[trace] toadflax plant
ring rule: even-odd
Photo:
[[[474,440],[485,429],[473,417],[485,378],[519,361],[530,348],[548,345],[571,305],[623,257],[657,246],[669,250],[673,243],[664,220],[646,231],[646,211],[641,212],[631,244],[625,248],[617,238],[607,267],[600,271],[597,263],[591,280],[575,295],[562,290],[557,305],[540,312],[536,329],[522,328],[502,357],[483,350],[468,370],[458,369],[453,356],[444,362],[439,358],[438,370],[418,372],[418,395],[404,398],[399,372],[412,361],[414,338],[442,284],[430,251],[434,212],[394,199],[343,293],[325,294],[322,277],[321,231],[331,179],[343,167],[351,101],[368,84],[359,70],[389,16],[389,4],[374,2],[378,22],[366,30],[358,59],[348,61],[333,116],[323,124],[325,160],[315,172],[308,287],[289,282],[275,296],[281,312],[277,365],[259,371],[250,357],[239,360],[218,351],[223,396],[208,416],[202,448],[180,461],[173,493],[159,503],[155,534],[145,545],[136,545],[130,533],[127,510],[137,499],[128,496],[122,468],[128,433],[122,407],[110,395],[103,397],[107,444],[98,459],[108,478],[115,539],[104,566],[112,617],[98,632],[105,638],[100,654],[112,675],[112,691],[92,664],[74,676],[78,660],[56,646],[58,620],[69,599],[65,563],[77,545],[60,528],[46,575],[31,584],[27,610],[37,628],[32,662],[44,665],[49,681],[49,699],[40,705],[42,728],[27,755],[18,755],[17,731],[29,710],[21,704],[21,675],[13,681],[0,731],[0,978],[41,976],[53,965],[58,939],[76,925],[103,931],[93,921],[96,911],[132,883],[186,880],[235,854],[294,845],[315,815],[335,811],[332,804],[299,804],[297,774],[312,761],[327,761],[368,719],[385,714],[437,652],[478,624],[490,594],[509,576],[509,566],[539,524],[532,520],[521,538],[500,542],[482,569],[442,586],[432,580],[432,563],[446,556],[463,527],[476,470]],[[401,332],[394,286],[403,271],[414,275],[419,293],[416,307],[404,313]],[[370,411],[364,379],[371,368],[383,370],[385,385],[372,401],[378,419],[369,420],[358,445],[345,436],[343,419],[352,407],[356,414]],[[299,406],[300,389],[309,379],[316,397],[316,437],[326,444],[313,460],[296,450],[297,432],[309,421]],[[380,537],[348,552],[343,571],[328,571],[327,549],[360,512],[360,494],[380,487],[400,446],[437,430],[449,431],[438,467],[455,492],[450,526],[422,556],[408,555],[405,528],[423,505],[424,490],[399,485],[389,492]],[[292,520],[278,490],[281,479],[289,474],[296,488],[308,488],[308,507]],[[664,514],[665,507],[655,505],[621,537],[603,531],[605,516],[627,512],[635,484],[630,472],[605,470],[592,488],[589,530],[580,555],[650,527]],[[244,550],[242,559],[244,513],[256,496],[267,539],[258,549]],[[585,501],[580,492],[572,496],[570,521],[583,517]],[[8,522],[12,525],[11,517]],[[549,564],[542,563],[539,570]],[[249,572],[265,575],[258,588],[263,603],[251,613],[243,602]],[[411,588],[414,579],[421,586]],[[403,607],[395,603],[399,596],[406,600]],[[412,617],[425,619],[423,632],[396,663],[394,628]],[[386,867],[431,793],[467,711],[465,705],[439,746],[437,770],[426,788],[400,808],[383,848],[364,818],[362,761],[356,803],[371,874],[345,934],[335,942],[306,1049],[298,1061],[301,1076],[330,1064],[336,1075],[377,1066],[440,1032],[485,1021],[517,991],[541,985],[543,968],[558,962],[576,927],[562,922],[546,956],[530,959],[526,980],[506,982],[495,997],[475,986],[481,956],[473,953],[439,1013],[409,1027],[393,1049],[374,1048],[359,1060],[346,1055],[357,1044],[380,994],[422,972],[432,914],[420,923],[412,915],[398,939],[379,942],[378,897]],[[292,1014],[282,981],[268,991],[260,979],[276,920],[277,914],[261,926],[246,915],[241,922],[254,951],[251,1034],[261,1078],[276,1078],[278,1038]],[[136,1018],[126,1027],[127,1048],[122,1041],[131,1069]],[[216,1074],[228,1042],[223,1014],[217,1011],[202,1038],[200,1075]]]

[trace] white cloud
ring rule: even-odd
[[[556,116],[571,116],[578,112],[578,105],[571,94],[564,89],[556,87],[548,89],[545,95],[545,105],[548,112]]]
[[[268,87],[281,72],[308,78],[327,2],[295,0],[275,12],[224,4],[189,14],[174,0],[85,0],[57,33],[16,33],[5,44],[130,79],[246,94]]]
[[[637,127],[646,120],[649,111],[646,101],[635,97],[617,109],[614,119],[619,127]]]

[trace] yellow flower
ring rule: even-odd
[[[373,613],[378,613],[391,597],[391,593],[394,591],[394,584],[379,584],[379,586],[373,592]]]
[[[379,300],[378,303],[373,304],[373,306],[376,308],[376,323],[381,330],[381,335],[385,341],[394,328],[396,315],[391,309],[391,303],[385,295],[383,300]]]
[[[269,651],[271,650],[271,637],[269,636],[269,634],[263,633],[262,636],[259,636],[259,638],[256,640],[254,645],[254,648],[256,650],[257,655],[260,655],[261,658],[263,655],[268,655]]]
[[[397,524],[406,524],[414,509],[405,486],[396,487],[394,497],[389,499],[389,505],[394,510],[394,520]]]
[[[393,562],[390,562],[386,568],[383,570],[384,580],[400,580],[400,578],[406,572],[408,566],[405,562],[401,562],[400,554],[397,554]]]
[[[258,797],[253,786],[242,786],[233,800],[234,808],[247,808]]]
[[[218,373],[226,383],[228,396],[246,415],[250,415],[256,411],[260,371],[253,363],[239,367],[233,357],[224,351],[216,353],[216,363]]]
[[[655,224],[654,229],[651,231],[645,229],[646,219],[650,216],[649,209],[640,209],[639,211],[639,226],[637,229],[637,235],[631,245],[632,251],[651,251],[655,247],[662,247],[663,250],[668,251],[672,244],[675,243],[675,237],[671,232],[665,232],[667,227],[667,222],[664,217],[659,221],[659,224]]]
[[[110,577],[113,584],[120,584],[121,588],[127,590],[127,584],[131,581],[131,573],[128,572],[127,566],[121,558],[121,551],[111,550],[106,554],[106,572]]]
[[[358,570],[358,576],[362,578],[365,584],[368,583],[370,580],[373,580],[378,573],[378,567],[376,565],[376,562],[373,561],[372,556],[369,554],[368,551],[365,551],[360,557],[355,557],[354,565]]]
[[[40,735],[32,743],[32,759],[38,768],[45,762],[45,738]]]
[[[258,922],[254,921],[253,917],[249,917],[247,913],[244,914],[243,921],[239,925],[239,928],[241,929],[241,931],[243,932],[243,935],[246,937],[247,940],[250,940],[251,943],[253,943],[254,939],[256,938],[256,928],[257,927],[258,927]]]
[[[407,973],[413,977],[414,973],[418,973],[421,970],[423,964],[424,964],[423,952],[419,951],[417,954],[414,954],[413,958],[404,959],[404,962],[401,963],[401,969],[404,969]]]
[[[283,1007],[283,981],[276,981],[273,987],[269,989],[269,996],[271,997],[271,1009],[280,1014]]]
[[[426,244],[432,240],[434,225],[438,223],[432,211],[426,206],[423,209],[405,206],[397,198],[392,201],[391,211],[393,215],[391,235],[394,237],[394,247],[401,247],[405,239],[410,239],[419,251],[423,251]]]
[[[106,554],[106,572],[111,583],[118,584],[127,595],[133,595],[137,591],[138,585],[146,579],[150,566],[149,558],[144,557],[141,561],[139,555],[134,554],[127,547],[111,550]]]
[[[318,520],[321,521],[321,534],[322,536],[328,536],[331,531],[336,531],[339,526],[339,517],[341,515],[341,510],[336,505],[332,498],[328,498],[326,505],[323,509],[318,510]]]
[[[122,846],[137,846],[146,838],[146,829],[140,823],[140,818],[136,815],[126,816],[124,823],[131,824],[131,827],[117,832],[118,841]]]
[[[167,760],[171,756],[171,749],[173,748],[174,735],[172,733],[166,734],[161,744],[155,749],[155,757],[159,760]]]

◆ **Problem requirements**: Find each line in the entries above that contains the string "trace", treating uppercase and lowercase as different, and copy those lines.

◆ **Result for this task**:
[trace] toadflax plant
[trace] white cloud
[trace] yellow flower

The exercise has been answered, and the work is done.